Text shown:
*** Block opens ***
NDD
If I don’t get outdoors regularly to enjoy the beauty of creation, I suffer from NDD – nature deficiency (or deficit) disorder. (Check out this article for a reference to it.)
Since I was a little kid growing up in the country in upstate New York, I’ve loved the outdoors and I feel squirmy and gray if I don’t get out and feel the weather, sense the season, and notice signs of life around me.
Here in Maryland, the buds are coming out – red maples especially, but also birch trees and pear and cherry trees. And birds have started singing – in recent morning walks, I’ve heard lots of robins, song sparrows, house finches, cardinals, a nuthatch (I forgot which kind), chickadees, grackles and red-winged blackbirds. I’ve seen a few mockingbirds, but they don’t seem to be singing much yet. Soon I’ll hear cedar waxwings passing through – they tend to stay in the highest branches, so you hear them but can’t see more than their crested profile. And we have lots of geese flying north in their constantly morphing v’s, even at night, their calls made hauntingly beautiful in the darkness.
*** Block closes ***
Extracted records:
*** Block opens ***
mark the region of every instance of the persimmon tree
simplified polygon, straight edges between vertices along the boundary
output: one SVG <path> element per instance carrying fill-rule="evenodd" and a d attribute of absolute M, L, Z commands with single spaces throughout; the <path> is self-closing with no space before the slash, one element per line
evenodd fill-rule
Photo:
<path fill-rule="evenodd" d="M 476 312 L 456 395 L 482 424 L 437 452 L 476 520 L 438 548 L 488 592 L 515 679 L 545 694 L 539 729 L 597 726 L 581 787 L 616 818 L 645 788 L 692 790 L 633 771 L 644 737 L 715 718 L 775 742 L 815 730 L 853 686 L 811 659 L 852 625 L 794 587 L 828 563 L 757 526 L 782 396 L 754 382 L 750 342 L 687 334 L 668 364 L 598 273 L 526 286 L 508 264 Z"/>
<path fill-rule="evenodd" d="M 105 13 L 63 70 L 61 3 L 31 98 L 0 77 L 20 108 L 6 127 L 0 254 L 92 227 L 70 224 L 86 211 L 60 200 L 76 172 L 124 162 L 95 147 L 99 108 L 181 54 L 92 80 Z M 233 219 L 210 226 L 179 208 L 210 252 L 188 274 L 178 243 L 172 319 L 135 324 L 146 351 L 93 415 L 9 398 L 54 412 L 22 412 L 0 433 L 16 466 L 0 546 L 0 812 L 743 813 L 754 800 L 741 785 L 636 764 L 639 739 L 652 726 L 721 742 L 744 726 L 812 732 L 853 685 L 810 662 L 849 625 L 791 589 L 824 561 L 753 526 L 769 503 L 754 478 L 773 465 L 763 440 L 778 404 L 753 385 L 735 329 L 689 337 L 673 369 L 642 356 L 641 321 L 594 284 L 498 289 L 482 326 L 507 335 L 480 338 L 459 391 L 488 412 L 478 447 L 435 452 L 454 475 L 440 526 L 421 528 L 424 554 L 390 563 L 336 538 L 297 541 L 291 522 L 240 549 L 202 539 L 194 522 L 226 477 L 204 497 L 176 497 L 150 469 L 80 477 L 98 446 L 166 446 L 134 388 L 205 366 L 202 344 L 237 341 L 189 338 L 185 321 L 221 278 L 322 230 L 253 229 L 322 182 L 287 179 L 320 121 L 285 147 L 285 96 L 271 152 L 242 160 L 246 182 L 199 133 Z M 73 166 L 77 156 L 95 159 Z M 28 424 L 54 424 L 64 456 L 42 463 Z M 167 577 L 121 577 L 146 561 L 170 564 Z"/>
*** Block closes ***
Exercise instructions:
**1.** In the NDD post, where did the writer grow up?
**2.** Repeat the NDD post's wording from "Here in Maryland, the" down to "in the darkness.".

Answers per task:
**1.** In the country in upstate New York.

**2.**
Here in Maryland, the buds are coming out – red maples especially, but also birch trees and pear and cherry trees. And birds have started singing – in recent morning walks, I’ve heard lots of robins, song sparrows, house finches, cardinals, a nuthatch (I forgot which kind), chickadees, grackles and red-winged blackbirds. I’ve seen a few mockingbirds, but they don’t seem to be singing much yet. Soon I’ll hear cedar waxwings passing through – they tend to stay in the highest branches, so you hear them but can’t see more than their crested profile. And we have lots of geese flying north in their constantly morphing v’s, even at night, their calls made hauntingly beautiful in the darkness.